[Prompt]
Transcribe the lines of the records starting with the one that has "Would you mind pointing out the large" in it and ending with the last, and transcribe nothing else.

[Data supplied]
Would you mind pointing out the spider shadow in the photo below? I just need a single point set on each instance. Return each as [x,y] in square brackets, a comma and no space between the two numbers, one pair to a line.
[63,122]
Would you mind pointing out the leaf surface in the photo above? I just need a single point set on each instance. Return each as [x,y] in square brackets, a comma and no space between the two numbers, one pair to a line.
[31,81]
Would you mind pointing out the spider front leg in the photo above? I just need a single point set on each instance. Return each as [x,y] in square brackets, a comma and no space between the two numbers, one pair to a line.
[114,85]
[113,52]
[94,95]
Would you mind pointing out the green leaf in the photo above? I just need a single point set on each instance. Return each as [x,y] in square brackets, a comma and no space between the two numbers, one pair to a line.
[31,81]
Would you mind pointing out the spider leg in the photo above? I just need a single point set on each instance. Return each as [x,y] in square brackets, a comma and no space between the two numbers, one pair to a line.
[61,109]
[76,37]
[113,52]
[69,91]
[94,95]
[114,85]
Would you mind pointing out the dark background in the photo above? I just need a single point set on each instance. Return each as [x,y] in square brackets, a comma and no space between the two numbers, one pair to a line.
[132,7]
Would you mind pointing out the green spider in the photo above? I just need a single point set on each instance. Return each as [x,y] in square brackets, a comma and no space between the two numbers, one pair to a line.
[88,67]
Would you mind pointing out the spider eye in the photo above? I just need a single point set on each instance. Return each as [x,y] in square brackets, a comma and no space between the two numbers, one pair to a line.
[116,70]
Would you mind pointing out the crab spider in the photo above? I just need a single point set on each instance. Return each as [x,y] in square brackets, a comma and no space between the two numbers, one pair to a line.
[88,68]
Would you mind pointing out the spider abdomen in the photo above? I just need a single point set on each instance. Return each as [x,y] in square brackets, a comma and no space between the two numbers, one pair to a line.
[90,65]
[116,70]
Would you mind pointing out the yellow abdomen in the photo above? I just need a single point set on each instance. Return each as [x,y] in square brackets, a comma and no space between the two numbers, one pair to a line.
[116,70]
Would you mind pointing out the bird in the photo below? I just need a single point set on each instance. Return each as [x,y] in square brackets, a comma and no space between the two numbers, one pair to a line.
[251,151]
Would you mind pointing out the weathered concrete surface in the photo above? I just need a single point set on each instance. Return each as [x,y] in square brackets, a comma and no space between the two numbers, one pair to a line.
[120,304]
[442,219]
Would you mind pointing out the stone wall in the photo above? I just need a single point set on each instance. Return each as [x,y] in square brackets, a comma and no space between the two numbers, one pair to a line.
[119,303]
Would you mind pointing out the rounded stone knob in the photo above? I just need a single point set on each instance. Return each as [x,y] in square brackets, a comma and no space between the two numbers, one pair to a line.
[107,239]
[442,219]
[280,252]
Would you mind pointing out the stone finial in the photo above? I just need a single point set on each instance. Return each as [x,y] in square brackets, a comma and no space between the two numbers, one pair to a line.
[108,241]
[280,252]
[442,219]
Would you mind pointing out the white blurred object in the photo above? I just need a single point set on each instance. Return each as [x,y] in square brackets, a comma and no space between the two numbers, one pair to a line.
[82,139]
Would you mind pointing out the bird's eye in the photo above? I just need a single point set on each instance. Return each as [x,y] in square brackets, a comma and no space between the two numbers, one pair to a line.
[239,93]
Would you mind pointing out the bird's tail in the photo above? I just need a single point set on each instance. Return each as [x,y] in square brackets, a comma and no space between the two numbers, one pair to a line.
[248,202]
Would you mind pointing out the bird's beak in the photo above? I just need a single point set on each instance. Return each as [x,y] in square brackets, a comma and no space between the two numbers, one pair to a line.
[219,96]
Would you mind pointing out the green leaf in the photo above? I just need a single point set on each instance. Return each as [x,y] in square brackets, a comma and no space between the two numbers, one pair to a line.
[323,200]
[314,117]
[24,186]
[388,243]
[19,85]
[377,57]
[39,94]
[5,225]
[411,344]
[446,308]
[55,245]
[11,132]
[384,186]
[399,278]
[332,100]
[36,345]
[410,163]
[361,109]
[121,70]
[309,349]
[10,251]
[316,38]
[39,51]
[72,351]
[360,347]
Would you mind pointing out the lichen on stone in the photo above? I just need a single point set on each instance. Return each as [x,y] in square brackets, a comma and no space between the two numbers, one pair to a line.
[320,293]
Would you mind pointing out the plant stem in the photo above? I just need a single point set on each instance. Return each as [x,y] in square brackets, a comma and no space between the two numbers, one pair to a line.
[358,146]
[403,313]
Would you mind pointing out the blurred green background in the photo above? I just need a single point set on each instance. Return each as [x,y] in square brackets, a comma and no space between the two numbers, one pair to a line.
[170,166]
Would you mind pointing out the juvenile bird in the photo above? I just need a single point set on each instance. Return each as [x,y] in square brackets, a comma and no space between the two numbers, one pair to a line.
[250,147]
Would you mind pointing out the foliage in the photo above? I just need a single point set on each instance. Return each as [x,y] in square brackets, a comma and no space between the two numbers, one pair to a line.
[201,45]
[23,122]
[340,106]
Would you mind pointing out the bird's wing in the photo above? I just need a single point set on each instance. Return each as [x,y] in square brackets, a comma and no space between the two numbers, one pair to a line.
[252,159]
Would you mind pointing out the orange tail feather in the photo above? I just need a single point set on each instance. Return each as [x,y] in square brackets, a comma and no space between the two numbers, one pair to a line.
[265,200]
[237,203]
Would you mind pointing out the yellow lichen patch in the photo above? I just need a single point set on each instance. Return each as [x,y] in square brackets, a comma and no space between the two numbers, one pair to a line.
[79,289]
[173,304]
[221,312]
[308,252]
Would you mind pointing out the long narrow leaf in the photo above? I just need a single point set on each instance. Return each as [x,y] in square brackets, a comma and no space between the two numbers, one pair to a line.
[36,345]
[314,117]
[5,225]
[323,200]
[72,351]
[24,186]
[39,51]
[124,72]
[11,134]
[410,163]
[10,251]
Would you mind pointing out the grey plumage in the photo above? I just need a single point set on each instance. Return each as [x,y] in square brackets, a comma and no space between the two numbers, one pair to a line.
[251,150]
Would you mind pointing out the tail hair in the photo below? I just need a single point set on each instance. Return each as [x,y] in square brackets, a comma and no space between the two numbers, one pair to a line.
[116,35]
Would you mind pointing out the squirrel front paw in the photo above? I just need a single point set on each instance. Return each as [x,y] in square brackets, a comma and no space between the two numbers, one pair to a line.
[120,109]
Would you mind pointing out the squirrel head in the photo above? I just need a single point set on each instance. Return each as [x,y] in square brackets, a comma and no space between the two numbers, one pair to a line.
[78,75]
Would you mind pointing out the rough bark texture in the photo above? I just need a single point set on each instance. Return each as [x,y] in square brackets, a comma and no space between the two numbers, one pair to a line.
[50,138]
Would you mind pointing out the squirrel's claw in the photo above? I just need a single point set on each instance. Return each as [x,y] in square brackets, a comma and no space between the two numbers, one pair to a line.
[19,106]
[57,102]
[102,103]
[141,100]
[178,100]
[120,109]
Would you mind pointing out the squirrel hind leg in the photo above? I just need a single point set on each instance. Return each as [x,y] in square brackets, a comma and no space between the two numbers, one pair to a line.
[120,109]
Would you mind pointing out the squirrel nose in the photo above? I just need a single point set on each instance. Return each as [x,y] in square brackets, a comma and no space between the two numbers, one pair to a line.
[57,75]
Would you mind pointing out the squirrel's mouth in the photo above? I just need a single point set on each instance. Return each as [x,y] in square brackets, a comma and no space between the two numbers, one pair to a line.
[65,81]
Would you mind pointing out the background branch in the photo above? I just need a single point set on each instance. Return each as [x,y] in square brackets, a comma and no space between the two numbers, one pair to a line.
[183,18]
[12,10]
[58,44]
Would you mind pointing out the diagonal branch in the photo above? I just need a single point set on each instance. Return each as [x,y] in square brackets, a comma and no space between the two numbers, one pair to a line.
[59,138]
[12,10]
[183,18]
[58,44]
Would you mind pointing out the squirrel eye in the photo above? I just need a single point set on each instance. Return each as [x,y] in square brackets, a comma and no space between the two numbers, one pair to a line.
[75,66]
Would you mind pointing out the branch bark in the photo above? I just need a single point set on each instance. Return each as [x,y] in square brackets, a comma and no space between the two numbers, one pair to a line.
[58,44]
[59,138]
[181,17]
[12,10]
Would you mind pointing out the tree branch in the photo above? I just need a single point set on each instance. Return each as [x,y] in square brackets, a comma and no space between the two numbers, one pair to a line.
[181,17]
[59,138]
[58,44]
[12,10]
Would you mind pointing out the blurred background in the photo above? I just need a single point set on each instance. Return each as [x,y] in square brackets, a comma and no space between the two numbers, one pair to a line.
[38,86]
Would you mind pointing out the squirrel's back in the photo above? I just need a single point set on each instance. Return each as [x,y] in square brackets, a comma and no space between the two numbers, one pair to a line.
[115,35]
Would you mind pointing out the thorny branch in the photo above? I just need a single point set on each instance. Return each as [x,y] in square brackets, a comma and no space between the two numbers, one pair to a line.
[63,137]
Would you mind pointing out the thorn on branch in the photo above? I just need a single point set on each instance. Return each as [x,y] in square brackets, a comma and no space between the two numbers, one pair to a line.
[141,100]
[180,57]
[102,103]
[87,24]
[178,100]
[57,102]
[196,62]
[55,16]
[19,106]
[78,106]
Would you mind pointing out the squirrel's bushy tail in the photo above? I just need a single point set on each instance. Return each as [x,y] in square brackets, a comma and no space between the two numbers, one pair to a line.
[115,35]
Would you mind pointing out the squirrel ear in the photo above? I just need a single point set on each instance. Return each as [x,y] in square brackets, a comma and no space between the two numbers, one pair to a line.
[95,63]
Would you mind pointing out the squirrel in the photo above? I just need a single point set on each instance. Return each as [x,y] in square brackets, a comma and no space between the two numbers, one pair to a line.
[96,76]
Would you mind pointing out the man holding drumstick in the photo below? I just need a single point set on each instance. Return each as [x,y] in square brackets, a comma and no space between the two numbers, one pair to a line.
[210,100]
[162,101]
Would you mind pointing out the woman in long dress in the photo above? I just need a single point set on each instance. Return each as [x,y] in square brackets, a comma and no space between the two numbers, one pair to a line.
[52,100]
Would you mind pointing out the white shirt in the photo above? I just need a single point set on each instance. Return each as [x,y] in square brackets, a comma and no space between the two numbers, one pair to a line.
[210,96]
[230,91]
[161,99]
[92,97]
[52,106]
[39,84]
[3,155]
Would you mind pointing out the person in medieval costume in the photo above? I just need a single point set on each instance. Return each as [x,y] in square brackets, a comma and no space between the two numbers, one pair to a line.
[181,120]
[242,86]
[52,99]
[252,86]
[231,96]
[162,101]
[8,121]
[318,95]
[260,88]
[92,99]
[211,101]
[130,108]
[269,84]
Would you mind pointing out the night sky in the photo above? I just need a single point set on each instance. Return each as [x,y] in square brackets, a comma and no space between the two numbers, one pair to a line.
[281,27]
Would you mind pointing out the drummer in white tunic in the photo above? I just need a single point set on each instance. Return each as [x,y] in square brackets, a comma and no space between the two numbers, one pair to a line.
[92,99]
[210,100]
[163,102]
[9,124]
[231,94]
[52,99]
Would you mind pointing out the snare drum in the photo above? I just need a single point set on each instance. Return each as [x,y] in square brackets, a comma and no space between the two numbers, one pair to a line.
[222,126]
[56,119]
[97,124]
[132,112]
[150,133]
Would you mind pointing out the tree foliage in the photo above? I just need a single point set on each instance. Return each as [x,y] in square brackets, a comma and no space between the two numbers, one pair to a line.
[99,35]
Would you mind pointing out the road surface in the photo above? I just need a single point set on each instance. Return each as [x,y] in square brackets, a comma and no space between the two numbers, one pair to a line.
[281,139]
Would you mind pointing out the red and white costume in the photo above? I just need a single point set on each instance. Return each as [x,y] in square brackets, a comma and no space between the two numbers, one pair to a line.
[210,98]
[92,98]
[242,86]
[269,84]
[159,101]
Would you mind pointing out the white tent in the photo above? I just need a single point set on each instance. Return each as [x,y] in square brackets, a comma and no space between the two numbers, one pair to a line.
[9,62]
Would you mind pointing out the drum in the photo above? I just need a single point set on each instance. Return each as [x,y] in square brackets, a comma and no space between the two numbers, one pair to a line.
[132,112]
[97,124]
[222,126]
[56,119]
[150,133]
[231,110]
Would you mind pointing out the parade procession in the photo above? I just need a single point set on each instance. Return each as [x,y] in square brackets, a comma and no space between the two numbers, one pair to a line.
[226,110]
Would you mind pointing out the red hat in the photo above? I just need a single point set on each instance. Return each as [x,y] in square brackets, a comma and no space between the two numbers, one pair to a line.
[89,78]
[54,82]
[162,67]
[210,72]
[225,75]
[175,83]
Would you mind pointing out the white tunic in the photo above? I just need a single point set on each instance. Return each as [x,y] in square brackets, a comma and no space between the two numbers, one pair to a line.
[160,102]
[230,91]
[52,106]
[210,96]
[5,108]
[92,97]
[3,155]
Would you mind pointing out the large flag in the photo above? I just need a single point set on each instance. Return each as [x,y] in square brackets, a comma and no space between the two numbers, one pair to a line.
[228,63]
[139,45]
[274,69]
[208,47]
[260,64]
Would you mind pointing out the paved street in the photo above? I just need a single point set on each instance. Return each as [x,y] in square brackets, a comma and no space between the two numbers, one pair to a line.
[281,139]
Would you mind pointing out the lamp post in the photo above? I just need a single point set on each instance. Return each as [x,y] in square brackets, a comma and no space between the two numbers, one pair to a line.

[Reply to the exercise]
Would you mind pointing out the large flag in the photo above? I just need a single point set on each instance. Return each as [x,y] in square brackets, a comma and no space between the two numbers, one pair to a line.
[228,63]
[139,45]
[274,69]
[208,47]
[260,64]
Would you mind pointing out the paved street in the photo above? I just need a single point set on each instance. Return each as [x,y] in square brackets, a comma and no space between the two numbers, one pair to a line.
[281,139]
Would you mind pointing out the lamp post in the photo above? I just need a single point set on each instance. Return each as [x,y] in square brackets, a comma and no space between the two numbers, one pair to a line.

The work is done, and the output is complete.